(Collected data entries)
* Begin *

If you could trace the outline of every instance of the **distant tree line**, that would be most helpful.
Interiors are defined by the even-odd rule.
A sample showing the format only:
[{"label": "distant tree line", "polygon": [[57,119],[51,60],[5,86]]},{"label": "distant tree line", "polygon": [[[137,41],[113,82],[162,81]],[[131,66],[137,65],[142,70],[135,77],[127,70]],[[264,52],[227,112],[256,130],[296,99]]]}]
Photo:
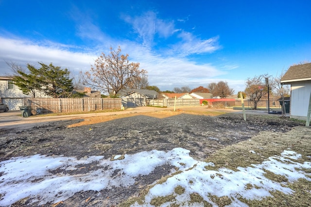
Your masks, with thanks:
[{"label": "distant tree line", "polygon": [[[94,64],[91,65],[89,71],[85,73],[80,71],[78,80],[70,77],[70,73],[67,68],[62,69],[52,63],[47,64],[39,62],[38,67],[27,64],[26,69],[14,63],[7,62],[7,64],[13,72],[13,80],[15,85],[24,94],[34,97],[39,92],[55,98],[82,97],[85,93],[77,91],[84,86],[108,94],[110,97],[117,97],[120,92],[124,89],[148,89],[161,92],[156,86],[149,85],[147,71],[139,69],[139,63],[130,62],[128,54],[122,54],[121,52],[119,47],[116,50],[111,48],[109,54],[102,53]],[[289,96],[289,88],[280,83],[284,73],[282,71],[275,78],[268,74],[248,78],[245,81],[245,89],[242,92],[243,98],[247,97],[253,103],[253,108],[256,109],[259,101],[267,97],[268,85],[272,96]],[[184,86],[162,92],[207,93],[213,96],[225,98],[232,95],[234,90],[229,86],[226,81],[220,81],[209,83],[207,87],[200,86],[191,89]],[[240,96],[239,93],[237,97],[240,98]]]}]

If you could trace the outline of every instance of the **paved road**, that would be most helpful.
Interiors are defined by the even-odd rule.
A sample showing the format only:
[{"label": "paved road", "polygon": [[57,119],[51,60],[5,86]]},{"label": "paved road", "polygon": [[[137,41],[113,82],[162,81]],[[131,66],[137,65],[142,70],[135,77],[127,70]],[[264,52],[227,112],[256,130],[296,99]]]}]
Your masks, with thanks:
[{"label": "paved road", "polygon": [[39,126],[40,125],[56,121],[68,120],[73,119],[78,119],[79,118],[84,118],[92,116],[111,115],[129,113],[158,111],[172,109],[171,108],[145,107],[129,108],[119,111],[106,112],[104,113],[85,113],[82,114],[49,116],[33,115],[28,117],[22,117],[21,113],[19,111],[0,112],[0,130],[3,128],[13,128],[25,129],[31,128],[36,126]]},{"label": "paved road", "polygon": [[[181,109],[194,108],[202,109],[200,107],[183,107]],[[111,115],[114,114],[121,114],[129,113],[142,113],[148,112],[159,111],[165,110],[173,110],[173,108],[161,108],[156,107],[141,107],[135,108],[129,108],[125,110],[114,111],[106,112],[104,113],[86,113],[82,114],[66,115],[61,116],[41,116],[34,115],[28,117],[22,117],[20,111],[9,111],[7,112],[0,112],[0,130],[3,128],[18,128],[19,129],[25,129],[32,128],[35,126],[38,126],[40,125],[45,124],[48,122],[61,120],[68,120],[72,119],[84,118],[85,117],[92,116],[99,116],[104,115]],[[231,112],[236,113],[242,113],[242,110],[217,110],[218,111],[225,111],[225,112]],[[246,114],[268,114],[267,111],[253,111],[247,110]],[[279,115],[278,114],[269,114],[271,115]]]}]

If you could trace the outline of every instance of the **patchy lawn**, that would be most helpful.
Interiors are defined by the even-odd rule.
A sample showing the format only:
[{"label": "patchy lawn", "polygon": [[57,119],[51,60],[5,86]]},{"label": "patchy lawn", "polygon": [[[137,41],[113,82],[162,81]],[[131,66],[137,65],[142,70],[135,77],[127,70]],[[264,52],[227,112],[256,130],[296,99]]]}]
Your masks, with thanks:
[{"label": "patchy lawn", "polygon": [[224,111],[1,130],[0,206],[308,206],[311,129]]}]

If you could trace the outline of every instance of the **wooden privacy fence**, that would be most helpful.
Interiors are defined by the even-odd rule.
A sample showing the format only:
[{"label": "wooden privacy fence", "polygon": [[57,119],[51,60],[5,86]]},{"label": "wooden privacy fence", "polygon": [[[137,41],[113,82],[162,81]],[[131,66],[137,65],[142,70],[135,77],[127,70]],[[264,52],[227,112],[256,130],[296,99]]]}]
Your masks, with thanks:
[{"label": "wooden privacy fence", "polygon": [[24,98],[23,103],[30,106],[34,114],[121,109],[122,106],[121,98]]},{"label": "wooden privacy fence", "polygon": [[[156,98],[149,100],[148,105],[154,106],[173,107],[174,98]],[[176,106],[200,106],[200,99],[197,98],[177,98]]]}]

* End *

## Task brief
Extract each line of the entries above that contains the string "every", treating uppercase and lowercase letters as distinct.

## Full solution
If you could trace the outline of every instance of the **distant tree line**, that would be most helpful.
If you could trace the outline of every instance of the **paved road**, that would be most helpful.
If you could trace the outline of every instance of the **patchy lawn**, that would be most helpful.
If you could trace the outline of every instance of the **wooden privacy fence**, that would be most helpful.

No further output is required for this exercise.